# Work task
Type out the data again. Keep every line exactly the same.

++++++++++

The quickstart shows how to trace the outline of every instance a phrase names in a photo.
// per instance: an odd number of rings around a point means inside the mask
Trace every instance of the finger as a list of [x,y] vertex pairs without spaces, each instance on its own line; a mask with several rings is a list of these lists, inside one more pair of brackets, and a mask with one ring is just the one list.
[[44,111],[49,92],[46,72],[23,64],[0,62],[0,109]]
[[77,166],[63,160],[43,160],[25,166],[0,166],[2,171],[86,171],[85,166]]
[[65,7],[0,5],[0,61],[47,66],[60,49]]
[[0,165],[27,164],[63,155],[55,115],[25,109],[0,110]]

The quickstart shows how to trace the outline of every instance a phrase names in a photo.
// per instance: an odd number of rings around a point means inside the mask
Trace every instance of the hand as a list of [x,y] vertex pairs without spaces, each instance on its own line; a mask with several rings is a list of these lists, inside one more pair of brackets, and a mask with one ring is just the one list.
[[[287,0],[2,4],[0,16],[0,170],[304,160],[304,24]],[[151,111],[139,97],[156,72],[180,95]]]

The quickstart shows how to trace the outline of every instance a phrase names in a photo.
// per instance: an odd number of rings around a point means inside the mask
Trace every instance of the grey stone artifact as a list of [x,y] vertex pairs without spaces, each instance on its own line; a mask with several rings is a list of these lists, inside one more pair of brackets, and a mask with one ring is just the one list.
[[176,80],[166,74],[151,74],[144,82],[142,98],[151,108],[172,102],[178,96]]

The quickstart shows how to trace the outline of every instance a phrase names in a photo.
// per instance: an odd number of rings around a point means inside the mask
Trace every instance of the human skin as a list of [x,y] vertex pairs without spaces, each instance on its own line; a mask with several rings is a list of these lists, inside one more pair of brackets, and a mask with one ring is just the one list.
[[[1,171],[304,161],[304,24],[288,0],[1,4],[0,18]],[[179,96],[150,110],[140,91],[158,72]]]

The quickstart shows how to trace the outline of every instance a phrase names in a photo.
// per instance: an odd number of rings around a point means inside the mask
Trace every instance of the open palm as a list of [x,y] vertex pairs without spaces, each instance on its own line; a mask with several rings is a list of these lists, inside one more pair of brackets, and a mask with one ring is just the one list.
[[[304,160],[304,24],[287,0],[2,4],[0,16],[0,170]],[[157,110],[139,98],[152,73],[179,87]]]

++++++++++

# Finished exercise
The quickstart shows how to trace the outline of every instance a phrase names in a photo.
// per instance: an odd number of rings around a point means inside the mask
Trace every instance of the finger as a list of [x,y] vertex pairs without spaces, each instance on its own line; a mask with several rings is a list of these lists, inside one more pair of brackets, and a mask with one ring is just the one list.
[[44,111],[49,92],[46,72],[23,64],[0,62],[0,109]]
[[77,166],[63,160],[43,160],[25,166],[0,166],[2,171],[86,171],[85,166]]
[[65,7],[0,5],[0,61],[47,66],[60,49]]
[[0,165],[27,164],[63,155],[55,115],[25,109],[0,110]]

The quickstart shows how to trace the outline of every instance a phrase names in a photo.
// per instance: an odd number of rings around a point means inside the mask
Trace every instance of the hand as a list of [x,y] vertex pairs without spaces, each instance on its own line; a mask with several rings is a list of these lists, inside one more pair of brackets, and a mask with one ring is just the one list.
[[[287,0],[2,4],[0,16],[0,170],[304,160],[304,24]],[[151,111],[139,97],[156,72],[180,95]]]

The quickstart shows how to trace the outline of every instance a phrase names in a photo.
// per instance: an odd number of rings around a point means inside the mask
Trace every instance of the grey stone artifact as a list of [x,y] vertex pairs without spaces, each instance on its own line; a mask with several rings is a list of these lists, inside one more pair of brackets, and a mask with one ring is just the one list.
[[176,80],[166,74],[151,74],[144,82],[142,98],[151,108],[172,102],[178,96]]

The quickstart shows how to trace the outline of every instance a phrase names in a photo.
// per instance: an odd number of rings around a point means inside the mask
Trace every instance of the human skin as a list of [x,y] vertex pairs without spaces, each instance on its own line; a mask with several rings is a list of these lists, inside one more pair of brackets, and a mask with one ring is just the one list.
[[[1,171],[304,161],[304,24],[288,0],[1,4],[0,18]],[[179,96],[150,110],[140,91],[158,72]]]

The quickstart shows how to trace the outline of every instance a phrase names in a photo.
// per instance: an odd number of rings around a point means inside the mask
Trace every instance of the open palm as a list of [x,y] vertex pairs without spaces, each instance on its own line; a mask with several rings is a list of these lists, inside one more pair of brackets, and a mask with one ring is just the one list.
[[[304,160],[304,24],[287,0],[2,4],[0,16],[0,170]],[[157,110],[139,98],[152,73],[179,87]]]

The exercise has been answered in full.